**Instructions to follow**
Because the entries hold pictures, reproduce only their words, exactly as written.

**Supplied entries**
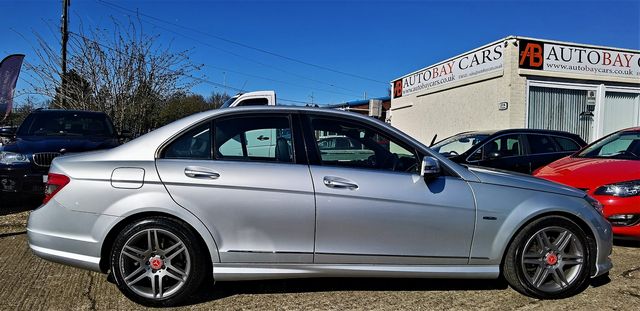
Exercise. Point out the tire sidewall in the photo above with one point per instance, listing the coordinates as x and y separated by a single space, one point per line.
517 249
195 277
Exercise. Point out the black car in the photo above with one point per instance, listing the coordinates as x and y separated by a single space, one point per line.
44 135
518 150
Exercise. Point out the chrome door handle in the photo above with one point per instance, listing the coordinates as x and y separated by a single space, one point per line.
200 172
339 183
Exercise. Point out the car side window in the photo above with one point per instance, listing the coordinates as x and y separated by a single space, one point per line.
541 144
566 144
260 138
349 144
194 144
503 146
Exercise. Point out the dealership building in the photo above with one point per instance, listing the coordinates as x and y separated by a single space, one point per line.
520 82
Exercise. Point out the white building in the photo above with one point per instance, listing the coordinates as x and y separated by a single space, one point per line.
521 82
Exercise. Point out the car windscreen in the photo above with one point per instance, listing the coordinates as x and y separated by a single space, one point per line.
458 144
66 123
622 145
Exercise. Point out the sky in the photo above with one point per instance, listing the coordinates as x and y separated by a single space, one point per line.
321 52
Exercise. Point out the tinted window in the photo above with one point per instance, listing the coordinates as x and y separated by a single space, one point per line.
264 138
66 123
503 146
358 146
566 144
622 145
194 144
541 144
254 102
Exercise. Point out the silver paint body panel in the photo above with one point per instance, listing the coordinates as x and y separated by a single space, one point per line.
269 220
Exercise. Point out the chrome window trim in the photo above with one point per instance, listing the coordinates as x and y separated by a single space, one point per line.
529 154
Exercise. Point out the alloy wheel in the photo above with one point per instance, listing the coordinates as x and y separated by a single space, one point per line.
552 259
154 263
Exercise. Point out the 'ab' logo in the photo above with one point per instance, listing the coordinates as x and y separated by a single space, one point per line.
397 89
531 54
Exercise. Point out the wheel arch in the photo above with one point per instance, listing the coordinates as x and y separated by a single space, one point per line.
591 239
109 239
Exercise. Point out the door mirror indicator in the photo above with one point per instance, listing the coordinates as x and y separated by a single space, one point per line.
430 168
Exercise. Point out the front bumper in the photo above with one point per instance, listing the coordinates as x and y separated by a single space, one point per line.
616 206
603 235
68 237
22 179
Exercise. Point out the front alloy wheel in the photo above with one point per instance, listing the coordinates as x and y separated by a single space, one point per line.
157 261
548 259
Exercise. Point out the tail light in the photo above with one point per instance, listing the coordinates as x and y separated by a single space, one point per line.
55 183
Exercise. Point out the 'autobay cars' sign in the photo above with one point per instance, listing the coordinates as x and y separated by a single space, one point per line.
481 61
575 59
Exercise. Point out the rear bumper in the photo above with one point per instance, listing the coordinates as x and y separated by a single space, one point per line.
68 237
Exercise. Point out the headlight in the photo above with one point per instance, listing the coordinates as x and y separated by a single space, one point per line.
594 203
12 158
623 189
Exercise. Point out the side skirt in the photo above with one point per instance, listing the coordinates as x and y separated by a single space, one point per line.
244 272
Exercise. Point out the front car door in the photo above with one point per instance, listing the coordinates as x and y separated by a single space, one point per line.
378 209
245 198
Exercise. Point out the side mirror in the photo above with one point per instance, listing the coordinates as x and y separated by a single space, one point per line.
8 132
430 168
493 155
125 134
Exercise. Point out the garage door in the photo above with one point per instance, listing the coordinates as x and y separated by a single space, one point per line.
559 109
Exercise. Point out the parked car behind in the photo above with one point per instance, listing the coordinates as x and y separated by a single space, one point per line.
44 135
163 211
518 150
609 170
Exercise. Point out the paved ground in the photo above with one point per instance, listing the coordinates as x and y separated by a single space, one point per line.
30 283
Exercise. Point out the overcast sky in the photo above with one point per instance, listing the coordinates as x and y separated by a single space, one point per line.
325 51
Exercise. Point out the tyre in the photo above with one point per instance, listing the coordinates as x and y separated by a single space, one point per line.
157 262
548 259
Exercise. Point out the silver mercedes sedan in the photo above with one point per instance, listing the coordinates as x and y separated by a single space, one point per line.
260 193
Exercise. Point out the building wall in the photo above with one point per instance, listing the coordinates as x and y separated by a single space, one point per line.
472 104
469 105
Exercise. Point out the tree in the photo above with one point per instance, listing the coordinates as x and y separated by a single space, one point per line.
122 71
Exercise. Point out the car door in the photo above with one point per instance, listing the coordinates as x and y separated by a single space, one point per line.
505 152
546 148
377 209
259 207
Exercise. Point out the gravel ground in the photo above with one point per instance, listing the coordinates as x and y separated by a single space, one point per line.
31 283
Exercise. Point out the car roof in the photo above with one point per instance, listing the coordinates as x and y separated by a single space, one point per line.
520 130
67 111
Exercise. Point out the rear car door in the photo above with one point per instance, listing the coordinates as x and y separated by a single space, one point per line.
377 209
259 206
504 152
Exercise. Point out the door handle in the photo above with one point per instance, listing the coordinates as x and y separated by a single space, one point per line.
339 183
200 172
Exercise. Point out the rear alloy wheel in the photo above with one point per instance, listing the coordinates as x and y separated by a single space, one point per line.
157 262
548 259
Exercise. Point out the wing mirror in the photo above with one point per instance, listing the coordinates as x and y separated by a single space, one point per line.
430 168
8 132
125 134
494 155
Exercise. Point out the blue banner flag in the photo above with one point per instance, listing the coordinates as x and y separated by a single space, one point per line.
9 71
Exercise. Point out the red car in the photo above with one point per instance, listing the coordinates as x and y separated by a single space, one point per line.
608 170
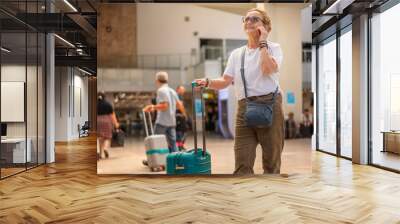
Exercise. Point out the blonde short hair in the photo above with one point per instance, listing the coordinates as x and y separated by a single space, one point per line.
264 18
162 77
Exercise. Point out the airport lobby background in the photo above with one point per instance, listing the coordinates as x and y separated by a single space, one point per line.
192 41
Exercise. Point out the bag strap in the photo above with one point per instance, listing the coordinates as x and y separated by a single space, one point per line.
242 71
244 79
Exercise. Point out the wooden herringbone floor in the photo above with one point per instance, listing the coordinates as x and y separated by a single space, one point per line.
69 191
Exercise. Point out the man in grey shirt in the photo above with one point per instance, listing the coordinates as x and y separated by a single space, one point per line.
167 102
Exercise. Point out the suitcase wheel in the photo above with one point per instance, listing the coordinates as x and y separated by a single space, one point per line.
158 169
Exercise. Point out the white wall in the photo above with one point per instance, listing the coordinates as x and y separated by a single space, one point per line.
162 29
69 85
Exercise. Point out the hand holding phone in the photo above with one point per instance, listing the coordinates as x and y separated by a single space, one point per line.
262 33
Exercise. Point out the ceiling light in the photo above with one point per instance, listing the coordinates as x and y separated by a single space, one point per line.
84 71
65 41
70 5
5 50
331 7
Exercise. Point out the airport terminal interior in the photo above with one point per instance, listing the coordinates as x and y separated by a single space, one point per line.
339 80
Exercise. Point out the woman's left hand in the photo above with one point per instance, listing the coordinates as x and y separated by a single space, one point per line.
263 33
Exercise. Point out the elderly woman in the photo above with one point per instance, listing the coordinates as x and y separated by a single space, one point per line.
254 70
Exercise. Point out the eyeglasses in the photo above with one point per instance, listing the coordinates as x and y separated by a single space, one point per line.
252 19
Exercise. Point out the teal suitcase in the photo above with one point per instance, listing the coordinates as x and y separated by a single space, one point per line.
197 160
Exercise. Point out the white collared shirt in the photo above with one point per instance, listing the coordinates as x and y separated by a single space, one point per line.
257 83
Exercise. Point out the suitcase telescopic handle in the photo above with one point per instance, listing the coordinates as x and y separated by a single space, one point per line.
145 123
194 85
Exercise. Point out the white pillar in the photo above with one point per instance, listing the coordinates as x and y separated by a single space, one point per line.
360 90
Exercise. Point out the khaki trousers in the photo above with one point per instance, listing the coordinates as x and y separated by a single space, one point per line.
271 139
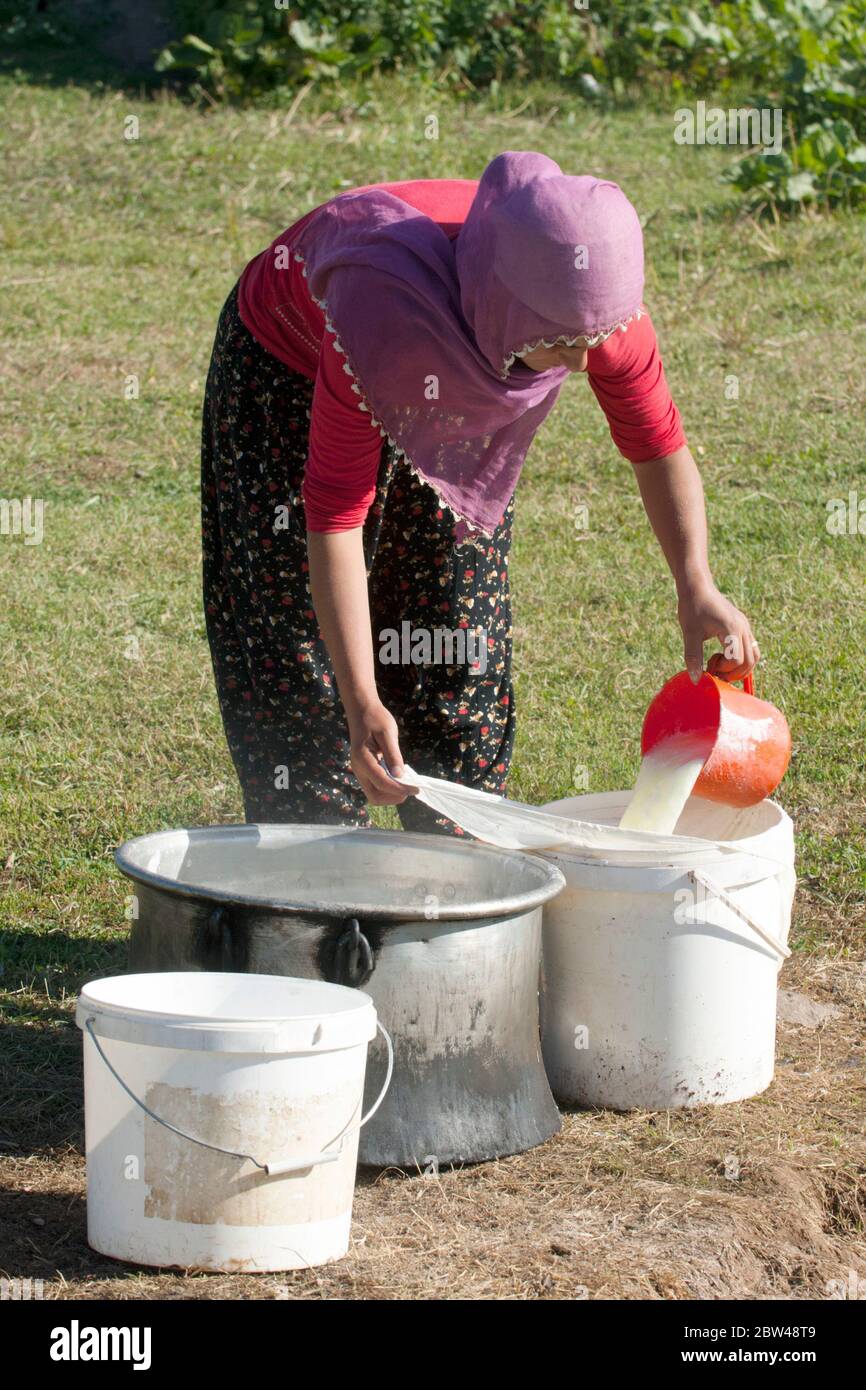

**Task response**
Exercise. Point out the tire sidewall in the photo above with one point per instance, listing the coordinates as x and y separated by a single space, one point per line.
517 249
195 277
Exercise. Point out the black car in the photo above with one point per instance, listing the coordinates as x and y separated by a single space, one point per line.
44 135
518 150
Exercise. Point out the chrome door handle in the photo above with one point per instance, listing the coordinates as x and y separated by a single space, one point per line.
200 172
339 183
Exercise. Point out the car side window in the photo above with one point per instance, listing the coordinates as x and y separated by a single space, one point per line.
541 144
566 144
260 138
349 144
194 144
503 146
Exercise. Point out the dealership building in the photo above with one point per instance, listing the coordinates as x and y separated by a single space, one point per line.
520 82
Exercise. Point out the white building in the photo above with one point per instance, listing the coordinates as x and y separated by a single space, one point per line.
521 82
Exercise. Point out the car windscreen in the photo above with one point per instance, listing the coordinates as x and y separated by a single space, one point per line.
458 144
66 123
622 145
Exercise. Point out the sky in the photo above with one point per instance, listing the coordinates as x and y separated by a single space, one point per line.
321 52
Exercise. Point out the tinted window in the photo above with one point per instance, listing the coordinates as x and y separated by a single space, one point per line.
264 138
66 123
503 146
358 146
566 144
622 145
194 144
541 144
254 102
Exercise. Point out the silver paint body panel in the photo above with one point per instance, listing the coordinates as x and y separated by a single space, one point per line.
269 220
Exercise. Point out the chrome window trim in the photo above with one point per instance, listing the coordinates as x and y separated by a single space, one point per line.
529 154
Exercise. Point out the alloy wheel in the photo above with one point per instance, listing the coordinates as x and y separated by a single space, one point per line.
552 259
154 263
Exercise. Point out the 'ab' logo in the photo above with one point per instance, listing the coordinates as x and y separated by a single space, one point per line.
397 89
531 54
Exercise. Point out the wheel arch in the photo above with one point per instance, listing the coordinates as x and y separated by a single space, one point per line.
591 239
109 239
Exercise. Point out the door mirror indicator in the photo above with one point per instance, listing the coordinates as x and y separated by a single space, one point per line.
430 168
Exercise. Point out the front bumper in the photo above with one point per instance, listing the coordinates as x and y separated by a single space, one point per line.
616 206
603 235
68 237
22 179
Exercise. Point out the front alloy wheel in the photo above with one point per instance, listing the coordinates as x and y separated by a single space, one point per line.
157 261
548 259
Exercise. Point out the tail light in the photo above with one point per instance, listing the coordinates as x and y separated by a single space, one point per line.
55 183
Exercise. Point out the 'autobay cars' sign in the photo above with one point per instance, listing the coordinates as x and y separated by a single space, one point per line.
481 61
575 59
Exercise. Point out the rear bumper in the photo above with one point per instance, listing the coordinates as x and y separated by a single space, one point per line.
68 237
Exercise. Point out the headlight in the photo above with one point per instance, listing the coordinates as x and y separated by a single space, one point per line.
594 203
12 158
623 189
Exercise. Point out the side skirt in the photo above with one point per instance, listing the coordinates as x and y separated by a single space, one point per line.
244 272
Exercise. Point out the front car door in the photo above with one point per instance, listing the coordinates as x and y separated by a single space, one point per line.
378 209
245 198
Exercise. Point out the side mirror in the photo above with one point per instance, listing the coordinates as x and y separated by a single space, one point per line.
8 132
430 168
493 155
125 134
Exercise. Point out the garage door in the photo above with one point per instance, listing the coordinates as x and y separated by a single space, one point per line.
559 109
Exercise. Point out the parked car behind in the photo above with one point per instance, listing the coordinates as x and y separated by a single space, one point per line.
44 135
163 211
518 150
609 170
Exercise. Point out the paved ground in the photo above with one point per instance, listing the coordinates as x and y separated by a single space, one point per line.
30 283
Exercise. Point out the overcast sky in the photo above with one point per instance, listing the coordinates as x and y separated by a single space, one point per line.
325 51
Exercise. Point out the tyre in the photo above with one point per instance, listing the coordinates as x and y separated by a single space, one point per line.
157 262
548 259
Exercise. Point out the silver mercedes sedan in the photo above with one point per instance, listing the coordinates as x and y separated by a single space, one point per line.
260 193
Exercise. Point out the building wall in the photo above with one point per instance, listing the coordinates as x and y separated by a single space, one point per line.
472 104
469 105
Exercise. Point out the tree in the photo above with one point per instance, listing the coordinates as x and y separated by a single space, one point per line.
122 71
Exercise. Point out the car door in the photo above with one point per instance, listing the coordinates as x and y separated by a single space, one point per line.
505 152
546 148
377 209
259 207
Exercise. Point out the gravel ground in the photo above with one point per instance, listing the coordinates as x and y separated by a single space, one point per line.
31 283
Exercise. Point out the car roof in the photo above with one point per instance, listing the coordinates as x and y separated by a single space, one point per line.
520 130
67 111
Exercise. Point out the rear car door in the photo above with one point per instance, listing the coordinates as x and y separated by a single space, one point per line.
377 209
259 206
504 152
Exercise. Point out the door handle in the photo above with one point per instance, listing the coordinates as x and y separated by a single space, one point per line.
339 183
200 172
Exercise. Point out the rear alloy wheel in the photo above with one point per instance, listing the coordinates as x and y separated by a single space, one point per line.
157 262
548 259
Exercise. Point out the wing mirror in the photo above with one point per instance, listing the coordinates as x and y separated by a single space, one point per line.
430 168
8 132
125 134
494 155
Exercise. Point out the blue banner flag in the photo above with one point per instance, listing the coordinates as x and y separated by a single space, one point per line.
9 71
Exercise. Point out the red car in the photo above with one point per instance, listing the coordinates as x and y separated by a single space, one point per line.
608 170
Exercise. Point out the blonde short hair in the photo above with one point per instance, listing the coordinates as x and y separated by a single space, one point per line.
264 18
162 77
Exercise. Point out the airport lobby background in the photo above with one point per instance, listing the coordinates as x and y separated by a single space, one point per line.
192 41
Exercise. Point out the bag strap in the photo above with one point per instance, listing the coordinates as x and y separated by a single space, one point per line.
242 71
244 79
Exercise. Point out the wooden herringbone floor in the photo above with one point per instance, listing the coordinates as x and y separated by a single space, one point per line.
69 191
Exercise. Point out the man in grey shirt in the photo above with one point per instance, listing the coordinates as x and y separated by a single space, one point per line.
167 102
Exercise. Point out the suitcase wheel in the photo above with one point per instance, listing the coordinates as x and y separated by a single space, one point per line.
158 169
Exercise. Point out the white wall in the photo above with one point per instance, listing the coordinates as x and y separated by a single space, one point per line.
162 29
69 85
Exercise. Point out the hand holding phone in the photo above with one point per instance, listing the coordinates as x and y separated by a single space, one point per line.
262 33
Exercise. Point out the ceiling light in the photo above with one point per instance, listing the coordinates as x and y separated by a single space, one point per line.
84 71
65 41
70 5
5 50
331 7
Exercise. Point out the airport terminal interior in the photo above with one point per instance, listing the coordinates as x and y separated by a single space, one point per line.
339 80
Exercise. Point out the woman's left hand in the photo above with one point per instance, listing the coordinates as x and y separated by a single space, one point per line.
263 33
Exercise. Point out the elderly woman in the photo above with one point per instance, listing the coordinates as x and y separated by a single space, one point per line.
254 70
Exercise. Point out the eyeglasses in the photo above with one point per instance, listing the coordinates as x and y separated by a single space, one point per line.
252 19
Exercise. Point out the teal suitcase in the photo above with one point per instance, listing the coordinates as x and y separated by a single space, one point per line.
197 160
Exercise. Point out the white collared shirt in the photo above with one point per instance, listing the coordinates as x and y separated by a single space, one point per line.
257 83
Exercise. Point out the suitcase telescopic handle in the photo above with one point per instance, listing the coordinates as x and y separated by a single space, one point per line.
145 123
194 85
Exercise. Point out the white pillar in the photo above with one point per instance, listing the coordinates as x and y separated by a single space, one point per line.
360 90
Exercise. Point out the khaki trousers in the photo above with one point per instance, listing the coordinates as x and y separated by a single space, one point per line.
271 139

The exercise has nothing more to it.